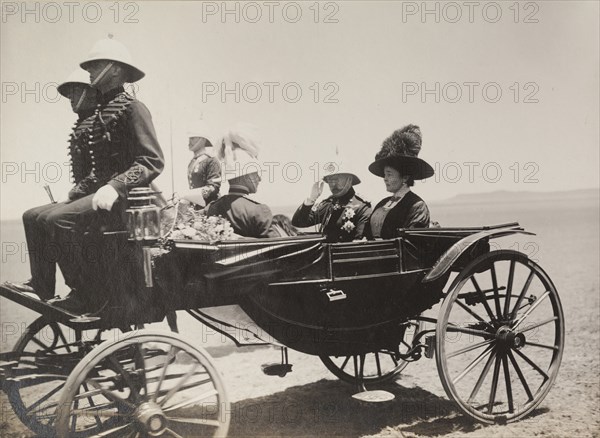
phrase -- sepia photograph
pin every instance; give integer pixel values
(300, 218)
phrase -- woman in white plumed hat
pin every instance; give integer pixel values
(342, 217)
(238, 150)
(204, 170)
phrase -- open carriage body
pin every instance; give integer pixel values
(497, 341)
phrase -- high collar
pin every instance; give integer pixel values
(238, 190)
(402, 192)
(110, 95)
(345, 197)
(82, 115)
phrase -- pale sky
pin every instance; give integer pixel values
(372, 65)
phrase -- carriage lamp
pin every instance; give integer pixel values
(143, 224)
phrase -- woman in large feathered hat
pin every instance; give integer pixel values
(398, 164)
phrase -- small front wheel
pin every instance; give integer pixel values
(500, 337)
(147, 384)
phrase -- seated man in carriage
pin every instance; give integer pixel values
(342, 216)
(239, 153)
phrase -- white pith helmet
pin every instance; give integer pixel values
(202, 129)
(238, 150)
(77, 77)
(109, 49)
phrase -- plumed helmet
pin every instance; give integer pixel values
(78, 77)
(238, 150)
(200, 128)
(109, 49)
(400, 151)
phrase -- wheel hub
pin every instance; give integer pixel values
(508, 338)
(152, 419)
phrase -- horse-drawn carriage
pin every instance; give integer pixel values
(359, 306)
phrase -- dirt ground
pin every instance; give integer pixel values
(311, 402)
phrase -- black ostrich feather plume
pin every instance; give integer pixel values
(403, 141)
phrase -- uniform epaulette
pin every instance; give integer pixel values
(251, 200)
(362, 200)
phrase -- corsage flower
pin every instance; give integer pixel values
(348, 226)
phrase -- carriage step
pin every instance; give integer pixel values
(377, 396)
(276, 369)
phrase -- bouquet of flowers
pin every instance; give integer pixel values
(192, 224)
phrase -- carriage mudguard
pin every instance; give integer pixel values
(449, 258)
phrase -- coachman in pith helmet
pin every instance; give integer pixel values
(123, 152)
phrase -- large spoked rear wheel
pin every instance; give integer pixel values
(147, 384)
(377, 367)
(45, 355)
(500, 337)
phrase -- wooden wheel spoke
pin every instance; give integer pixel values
(109, 395)
(179, 385)
(61, 335)
(44, 346)
(511, 407)
(520, 374)
(74, 417)
(467, 349)
(532, 364)
(509, 284)
(142, 366)
(468, 331)
(548, 347)
(91, 402)
(117, 431)
(471, 312)
(99, 411)
(126, 377)
(49, 394)
(513, 314)
(494, 384)
(197, 421)
(483, 298)
(539, 324)
(378, 364)
(345, 363)
(482, 377)
(473, 364)
(192, 400)
(496, 291)
(531, 309)
(173, 433)
(168, 359)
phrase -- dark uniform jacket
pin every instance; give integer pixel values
(204, 172)
(410, 212)
(342, 219)
(117, 145)
(248, 218)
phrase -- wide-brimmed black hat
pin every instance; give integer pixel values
(400, 151)
(355, 179)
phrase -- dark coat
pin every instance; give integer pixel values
(247, 217)
(410, 212)
(120, 144)
(331, 215)
(204, 172)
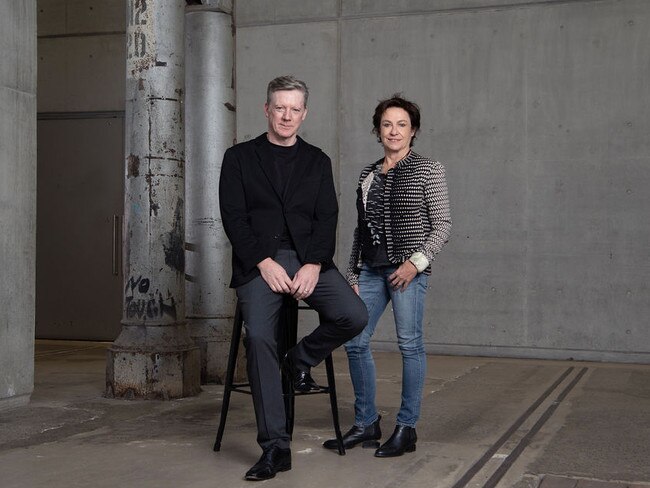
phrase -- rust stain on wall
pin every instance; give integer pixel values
(133, 166)
(175, 246)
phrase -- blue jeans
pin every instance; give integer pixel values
(408, 310)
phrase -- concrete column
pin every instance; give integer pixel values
(154, 355)
(17, 200)
(210, 130)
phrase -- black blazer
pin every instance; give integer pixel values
(253, 211)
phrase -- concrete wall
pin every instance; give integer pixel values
(17, 200)
(540, 113)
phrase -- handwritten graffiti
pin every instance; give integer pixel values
(141, 304)
(136, 38)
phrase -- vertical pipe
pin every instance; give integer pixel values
(210, 130)
(154, 356)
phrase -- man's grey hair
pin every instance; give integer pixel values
(288, 82)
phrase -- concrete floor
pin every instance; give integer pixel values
(485, 422)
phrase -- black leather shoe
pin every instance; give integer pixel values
(301, 379)
(368, 437)
(403, 440)
(273, 460)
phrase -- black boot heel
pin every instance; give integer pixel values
(370, 444)
(403, 440)
(368, 437)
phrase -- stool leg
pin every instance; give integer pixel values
(230, 375)
(290, 325)
(331, 385)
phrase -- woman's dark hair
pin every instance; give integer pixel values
(396, 101)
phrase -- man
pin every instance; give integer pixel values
(279, 210)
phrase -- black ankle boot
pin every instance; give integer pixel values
(368, 437)
(403, 440)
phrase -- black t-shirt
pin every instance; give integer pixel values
(284, 160)
(373, 236)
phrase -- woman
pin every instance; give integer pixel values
(403, 222)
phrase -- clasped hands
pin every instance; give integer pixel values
(300, 287)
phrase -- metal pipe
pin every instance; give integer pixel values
(154, 356)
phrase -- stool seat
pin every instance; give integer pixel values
(288, 324)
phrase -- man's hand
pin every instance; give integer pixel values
(403, 276)
(305, 281)
(275, 276)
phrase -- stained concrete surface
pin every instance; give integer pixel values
(596, 434)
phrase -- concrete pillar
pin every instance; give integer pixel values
(154, 355)
(17, 200)
(209, 131)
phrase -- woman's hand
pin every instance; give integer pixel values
(403, 276)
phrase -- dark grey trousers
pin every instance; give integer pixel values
(342, 314)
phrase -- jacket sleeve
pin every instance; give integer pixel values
(436, 200)
(232, 203)
(326, 209)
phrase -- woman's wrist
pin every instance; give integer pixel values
(420, 261)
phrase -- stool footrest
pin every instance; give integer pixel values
(290, 315)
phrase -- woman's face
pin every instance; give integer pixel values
(395, 130)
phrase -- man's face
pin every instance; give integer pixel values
(285, 113)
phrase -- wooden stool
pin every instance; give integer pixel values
(289, 324)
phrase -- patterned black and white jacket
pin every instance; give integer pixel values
(417, 220)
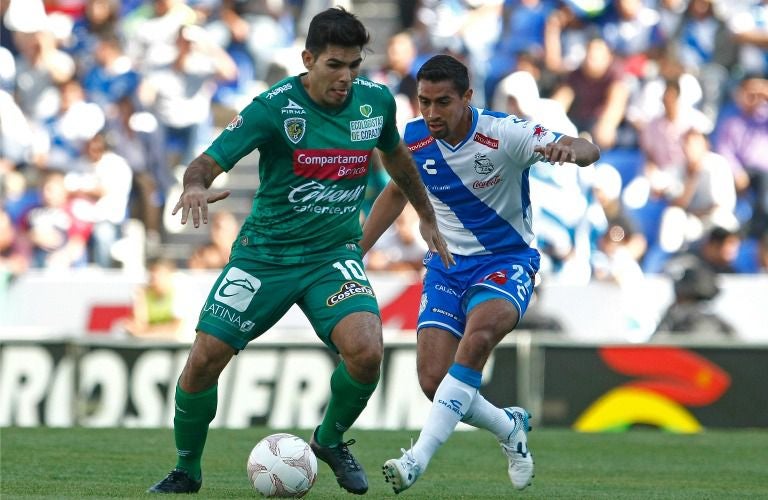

* _Task to complete_: Collect every line of the entries above that contains the word "carriage", matching case exactly.

* _Expected output_:
phrase -- open carriage body
phrase -- carriage lamp
phrase -- seated man in carriage
phrase -- horse-drawn carriage
phrase -- carriage step
phrase -- carriage mudguard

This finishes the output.